Goal: Which lines in the items below contain the word "statue"? List each of them in full.

Given entries:
........

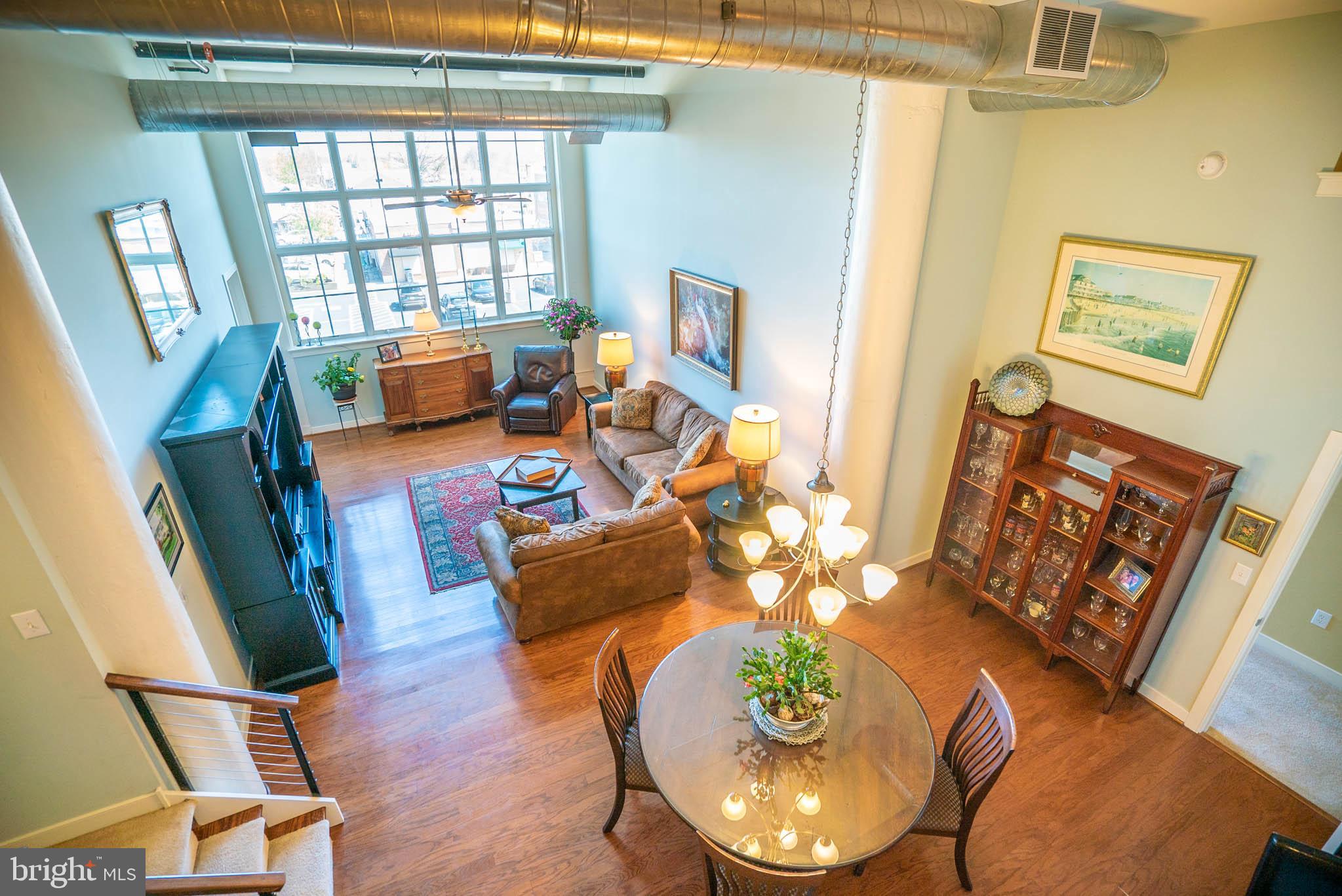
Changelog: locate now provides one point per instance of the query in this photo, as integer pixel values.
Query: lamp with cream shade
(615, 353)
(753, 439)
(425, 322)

........

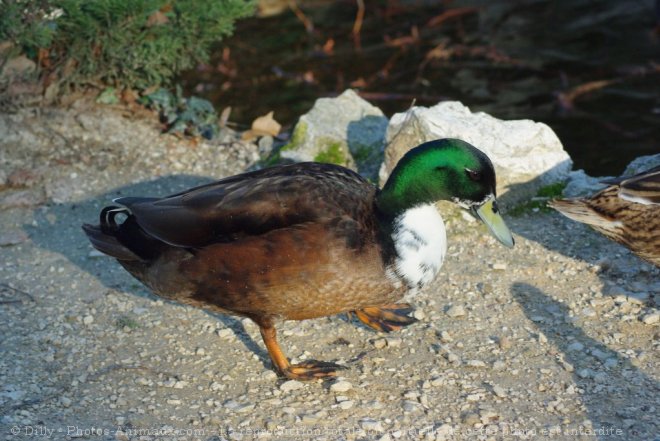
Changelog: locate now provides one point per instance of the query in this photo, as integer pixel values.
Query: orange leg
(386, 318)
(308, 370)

........

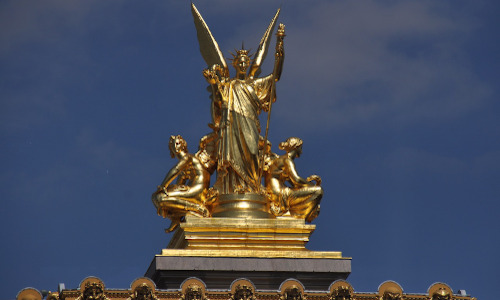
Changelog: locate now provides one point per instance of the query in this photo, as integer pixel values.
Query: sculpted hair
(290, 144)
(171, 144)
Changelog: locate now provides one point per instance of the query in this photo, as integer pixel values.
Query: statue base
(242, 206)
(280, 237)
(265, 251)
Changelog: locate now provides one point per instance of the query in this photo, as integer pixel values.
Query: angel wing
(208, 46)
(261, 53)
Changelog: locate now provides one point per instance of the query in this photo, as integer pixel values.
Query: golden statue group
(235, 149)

........

Complete output:
Query: statue base
Query: golden statue group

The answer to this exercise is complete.